# [EXERCISE DATA]
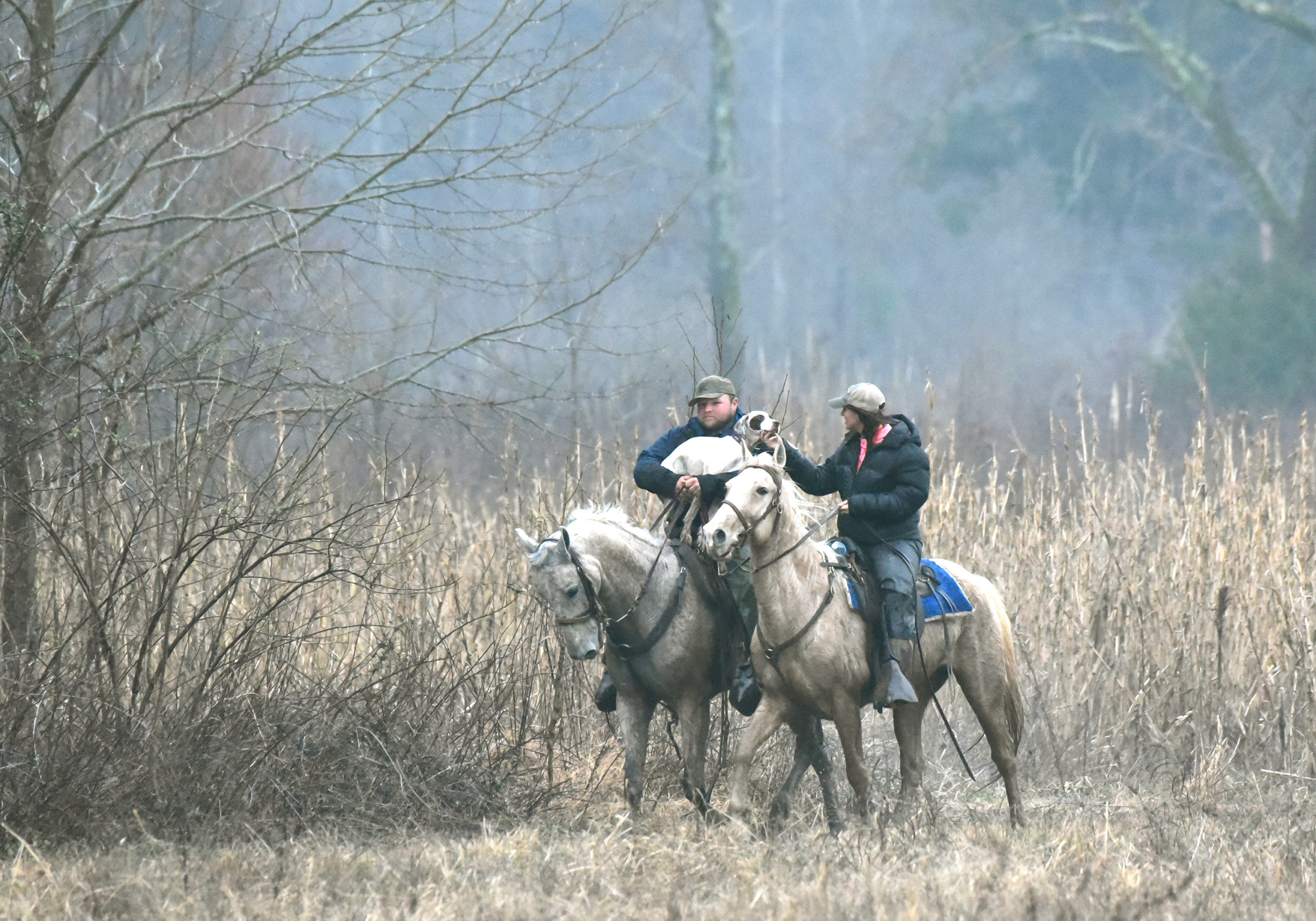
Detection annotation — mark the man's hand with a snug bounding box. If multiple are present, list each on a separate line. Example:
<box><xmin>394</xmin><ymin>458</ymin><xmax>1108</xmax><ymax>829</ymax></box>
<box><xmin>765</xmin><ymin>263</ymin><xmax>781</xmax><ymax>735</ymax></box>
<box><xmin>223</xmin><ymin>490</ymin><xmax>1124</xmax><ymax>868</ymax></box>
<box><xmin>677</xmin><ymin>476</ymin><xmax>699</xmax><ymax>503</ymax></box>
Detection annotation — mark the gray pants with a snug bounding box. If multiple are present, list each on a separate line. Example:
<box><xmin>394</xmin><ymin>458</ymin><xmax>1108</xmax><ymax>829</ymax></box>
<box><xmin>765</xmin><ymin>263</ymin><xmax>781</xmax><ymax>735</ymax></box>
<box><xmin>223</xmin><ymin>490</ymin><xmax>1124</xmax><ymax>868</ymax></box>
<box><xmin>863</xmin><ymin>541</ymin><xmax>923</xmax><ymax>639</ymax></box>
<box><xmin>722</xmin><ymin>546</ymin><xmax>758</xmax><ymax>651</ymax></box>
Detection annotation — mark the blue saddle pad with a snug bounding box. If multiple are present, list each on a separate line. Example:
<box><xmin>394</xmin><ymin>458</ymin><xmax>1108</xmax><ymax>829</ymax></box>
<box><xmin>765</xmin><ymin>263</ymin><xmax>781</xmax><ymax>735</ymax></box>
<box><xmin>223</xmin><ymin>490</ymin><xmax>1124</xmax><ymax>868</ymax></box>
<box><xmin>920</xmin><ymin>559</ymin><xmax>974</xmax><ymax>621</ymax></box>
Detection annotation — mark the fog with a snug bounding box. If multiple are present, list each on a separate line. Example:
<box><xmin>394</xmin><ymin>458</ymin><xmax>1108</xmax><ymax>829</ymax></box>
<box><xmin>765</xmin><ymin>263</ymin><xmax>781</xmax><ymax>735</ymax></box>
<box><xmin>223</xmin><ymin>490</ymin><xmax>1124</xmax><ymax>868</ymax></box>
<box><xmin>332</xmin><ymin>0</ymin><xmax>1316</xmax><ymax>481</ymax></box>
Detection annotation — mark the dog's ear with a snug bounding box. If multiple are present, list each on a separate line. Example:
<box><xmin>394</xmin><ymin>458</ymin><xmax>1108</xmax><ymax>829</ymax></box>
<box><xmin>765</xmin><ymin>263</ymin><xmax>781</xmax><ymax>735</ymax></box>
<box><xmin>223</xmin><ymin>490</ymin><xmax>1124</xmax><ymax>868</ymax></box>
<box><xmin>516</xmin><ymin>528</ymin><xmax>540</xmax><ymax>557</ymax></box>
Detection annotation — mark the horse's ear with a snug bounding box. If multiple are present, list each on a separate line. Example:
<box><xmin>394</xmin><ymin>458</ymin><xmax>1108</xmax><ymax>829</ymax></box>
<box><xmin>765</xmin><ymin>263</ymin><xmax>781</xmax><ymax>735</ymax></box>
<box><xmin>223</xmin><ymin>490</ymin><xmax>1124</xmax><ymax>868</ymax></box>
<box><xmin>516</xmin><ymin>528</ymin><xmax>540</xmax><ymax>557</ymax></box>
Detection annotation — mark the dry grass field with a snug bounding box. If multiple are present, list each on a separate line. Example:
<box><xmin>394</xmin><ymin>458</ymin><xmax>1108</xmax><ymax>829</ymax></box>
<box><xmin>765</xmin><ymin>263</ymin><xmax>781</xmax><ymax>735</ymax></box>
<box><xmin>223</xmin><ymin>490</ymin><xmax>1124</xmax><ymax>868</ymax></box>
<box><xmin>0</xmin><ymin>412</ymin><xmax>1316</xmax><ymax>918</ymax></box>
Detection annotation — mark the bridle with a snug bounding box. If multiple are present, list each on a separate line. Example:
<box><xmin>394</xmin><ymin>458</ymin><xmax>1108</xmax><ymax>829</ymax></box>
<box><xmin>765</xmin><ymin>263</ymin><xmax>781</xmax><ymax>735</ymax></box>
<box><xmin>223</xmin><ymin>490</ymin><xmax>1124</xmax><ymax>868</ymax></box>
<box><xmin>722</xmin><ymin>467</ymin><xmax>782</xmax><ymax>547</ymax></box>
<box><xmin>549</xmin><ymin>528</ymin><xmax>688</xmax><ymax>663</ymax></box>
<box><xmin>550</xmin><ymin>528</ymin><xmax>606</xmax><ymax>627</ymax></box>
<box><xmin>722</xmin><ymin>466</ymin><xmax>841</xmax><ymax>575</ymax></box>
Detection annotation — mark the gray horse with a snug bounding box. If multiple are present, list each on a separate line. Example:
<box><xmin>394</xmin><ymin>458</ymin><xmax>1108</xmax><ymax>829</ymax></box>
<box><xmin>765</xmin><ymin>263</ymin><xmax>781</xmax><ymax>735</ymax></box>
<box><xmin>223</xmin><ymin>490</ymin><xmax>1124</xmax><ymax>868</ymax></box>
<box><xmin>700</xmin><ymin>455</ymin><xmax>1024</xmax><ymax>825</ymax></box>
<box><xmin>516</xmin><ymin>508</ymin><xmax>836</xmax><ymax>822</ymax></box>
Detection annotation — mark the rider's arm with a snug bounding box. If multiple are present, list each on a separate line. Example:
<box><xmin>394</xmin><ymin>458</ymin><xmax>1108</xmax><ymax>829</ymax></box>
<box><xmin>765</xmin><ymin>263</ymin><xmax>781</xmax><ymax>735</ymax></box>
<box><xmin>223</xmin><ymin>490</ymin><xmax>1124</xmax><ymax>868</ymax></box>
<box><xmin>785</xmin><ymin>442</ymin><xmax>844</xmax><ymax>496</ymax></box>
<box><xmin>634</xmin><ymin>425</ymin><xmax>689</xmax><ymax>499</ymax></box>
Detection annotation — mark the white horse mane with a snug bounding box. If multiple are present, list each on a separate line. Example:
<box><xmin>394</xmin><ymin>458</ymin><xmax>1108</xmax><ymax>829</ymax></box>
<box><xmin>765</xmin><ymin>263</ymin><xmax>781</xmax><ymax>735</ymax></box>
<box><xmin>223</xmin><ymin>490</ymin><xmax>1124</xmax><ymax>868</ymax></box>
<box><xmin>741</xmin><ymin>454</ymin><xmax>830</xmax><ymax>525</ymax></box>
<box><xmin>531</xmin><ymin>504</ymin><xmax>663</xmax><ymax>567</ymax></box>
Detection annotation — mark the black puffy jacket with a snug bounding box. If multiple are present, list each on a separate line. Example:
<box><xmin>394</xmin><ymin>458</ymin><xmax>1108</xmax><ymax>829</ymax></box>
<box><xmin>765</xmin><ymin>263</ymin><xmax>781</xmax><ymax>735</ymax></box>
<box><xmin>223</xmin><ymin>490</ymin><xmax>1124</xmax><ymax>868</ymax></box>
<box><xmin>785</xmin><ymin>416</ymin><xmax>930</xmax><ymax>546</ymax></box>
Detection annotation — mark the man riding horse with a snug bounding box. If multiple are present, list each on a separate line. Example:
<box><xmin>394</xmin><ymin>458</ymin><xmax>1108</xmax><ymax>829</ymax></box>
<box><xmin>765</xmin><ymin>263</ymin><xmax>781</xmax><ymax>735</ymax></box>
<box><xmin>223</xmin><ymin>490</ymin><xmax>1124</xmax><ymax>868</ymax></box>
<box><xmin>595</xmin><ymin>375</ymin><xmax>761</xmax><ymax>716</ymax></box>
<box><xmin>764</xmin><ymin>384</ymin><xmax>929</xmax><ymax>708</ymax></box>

# [WORK REQUIRED]
Count the lines of the records that contain the string "horse", and reply with only that number.

# [ANSWER FOR THE TASK]
4